Take the material and output all of it exactly.

*TASK INPUTS:*
= = = = =

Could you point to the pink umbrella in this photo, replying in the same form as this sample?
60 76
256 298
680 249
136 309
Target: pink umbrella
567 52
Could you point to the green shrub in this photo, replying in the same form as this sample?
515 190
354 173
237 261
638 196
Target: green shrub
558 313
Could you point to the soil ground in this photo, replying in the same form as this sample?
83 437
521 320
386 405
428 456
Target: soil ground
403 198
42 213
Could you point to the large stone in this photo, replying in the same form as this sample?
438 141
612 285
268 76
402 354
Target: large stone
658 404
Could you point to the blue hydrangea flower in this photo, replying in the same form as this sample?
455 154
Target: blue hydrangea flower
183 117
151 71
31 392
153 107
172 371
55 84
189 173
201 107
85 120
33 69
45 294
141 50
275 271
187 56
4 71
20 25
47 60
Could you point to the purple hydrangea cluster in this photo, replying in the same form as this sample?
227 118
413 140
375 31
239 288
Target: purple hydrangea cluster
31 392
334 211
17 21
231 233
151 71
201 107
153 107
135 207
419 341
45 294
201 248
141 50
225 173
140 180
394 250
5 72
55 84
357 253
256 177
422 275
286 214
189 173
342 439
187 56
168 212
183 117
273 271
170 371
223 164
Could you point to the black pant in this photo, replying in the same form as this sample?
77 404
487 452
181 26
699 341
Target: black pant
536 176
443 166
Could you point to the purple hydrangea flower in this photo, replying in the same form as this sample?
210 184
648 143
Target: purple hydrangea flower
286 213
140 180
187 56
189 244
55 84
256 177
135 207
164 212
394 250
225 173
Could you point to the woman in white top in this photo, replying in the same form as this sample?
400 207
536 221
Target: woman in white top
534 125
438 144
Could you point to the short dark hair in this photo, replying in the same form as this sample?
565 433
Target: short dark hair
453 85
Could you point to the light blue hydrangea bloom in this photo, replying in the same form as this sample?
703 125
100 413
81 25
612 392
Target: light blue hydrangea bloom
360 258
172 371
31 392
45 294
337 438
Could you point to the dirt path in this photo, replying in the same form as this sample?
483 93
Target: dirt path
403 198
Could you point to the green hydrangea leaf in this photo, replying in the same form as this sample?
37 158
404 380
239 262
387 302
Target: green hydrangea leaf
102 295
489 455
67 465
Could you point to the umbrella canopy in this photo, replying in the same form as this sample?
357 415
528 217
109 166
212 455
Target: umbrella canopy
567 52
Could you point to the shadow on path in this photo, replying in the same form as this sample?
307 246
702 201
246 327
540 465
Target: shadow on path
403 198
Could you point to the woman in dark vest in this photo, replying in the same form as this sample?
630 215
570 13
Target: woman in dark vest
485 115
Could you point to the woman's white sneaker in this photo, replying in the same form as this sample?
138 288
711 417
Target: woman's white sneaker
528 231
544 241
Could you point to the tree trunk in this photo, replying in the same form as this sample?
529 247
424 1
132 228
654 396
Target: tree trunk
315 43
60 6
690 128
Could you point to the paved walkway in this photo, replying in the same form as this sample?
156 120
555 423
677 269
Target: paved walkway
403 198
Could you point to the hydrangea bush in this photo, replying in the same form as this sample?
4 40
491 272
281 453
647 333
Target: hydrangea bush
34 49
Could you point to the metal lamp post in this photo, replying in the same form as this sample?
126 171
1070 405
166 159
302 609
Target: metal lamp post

= = = = =

*FINISHED TASK:*
Could you point to the pink umbrella in this photo, replying in the same form as this sample?
60 76
256 298
680 249
136 309
Target: pink umbrella
567 52
Could you point to the green shrub in this photo, replying in the same form as this sample?
515 190
354 173
237 261
638 196
Target: green shrub
558 313
Could you point to the soil ground in this photo, replying in the same form as this sample?
83 437
521 320
386 405
428 456
Target: soil ground
403 198
42 213
Could you point to the large stone in this photo, replying in the same form as this sample?
438 141
612 285
268 76
402 354
Target: large stone
658 404
Could you point to the blue hydrangea flower in this photo, replying in the same form as this sample?
455 154
Target: blue hydrangea flower
183 117
151 71
31 392
153 107
172 371
55 84
189 173
201 107
85 120
33 69
45 294
141 50
275 271
187 56
4 71
20 25
47 60
Could you point to the purple hydrangea cluster in this photo, replying in the same form as this sample?
227 118
413 140
375 31
239 288
Target: purple hydrangea cluster
31 392
334 211
17 21
231 233
151 71
201 107
153 107
135 207
419 341
45 294
201 248
141 50
225 173
140 180
394 250
5 72
55 84
357 253
256 177
422 275
286 214
189 173
342 439
187 56
168 212
183 117
273 271
170 371
223 164
Could you point to the black pant in this photo, replying in the same form as this sample?
77 404
487 452
181 26
699 341
Target: black pant
536 176
443 166
Could you point to the purple hydrangea flower in this photo, replying in the same form as this sample?
210 184
648 143
Target: purple hydrangea flower
286 213
140 180
187 56
189 244
55 84
256 177
135 207
164 212
394 250
225 173
Could you point to the woman in white top in this photo, replying in the same form as this sample?
400 207
536 221
Target: woman in white top
534 125
438 144
Could you point to the short dark hair in this photo, replying in the same form as this sample?
565 433
Target: short dark hair
453 85
Could you point to the light blue hydrangea bloom in this photo, replying in the same form as this sample?
703 125
100 413
81 25
612 392
Target: light blue hydrangea bloom
360 258
172 371
31 392
45 294
337 438
Could you point to the dirt path in this photo, replying in the same form as this sample?
483 93
Target: dirt path
403 198
Could you point to the green hydrangea leaf in this photo, replying in the same form as this sample?
37 158
404 380
239 262
387 302
Target: green hydrangea leaf
102 295
489 455
67 465
Could you point to the umbrella canopy in this photo, replying in the same form as this sample?
357 415
528 217
109 166
212 455
Target: umbrella canopy
567 52
Could you point to the shadow on path in this photo, replying in the same form as this sample?
307 246
702 201
246 327
540 465
Target: shadow on path
403 198
Could you point to the woman in dark vest in this photo, replying in the same form as this sample?
630 215
570 13
Target: woman in dark vest
485 115
Could you point to the woman's white sneaker in this photo, replying in the same form as this sample?
138 288
711 417
Target: woman's white sneaker
528 231
544 241
Could you point to the tree trunk in this photo, replying in the same form as this sample?
529 247
424 1
132 228
654 396
Target: tree trunk
315 43
60 6
690 128
Could you point to the paved walkway in this photo, replying in the same form as this sample?
156 120
555 423
677 269
Target: paved walkway
403 198
Could you point to the hydrangea bush in this photo, replying in the same form as this sample?
4 40
491 272
281 453
647 333
Target: hydrangea bush
34 49
Could you point to the metal lamp post in this photo, replying in the same form as this sample?
126 171
1070 405
166 159
302 609
Target: metal lamp post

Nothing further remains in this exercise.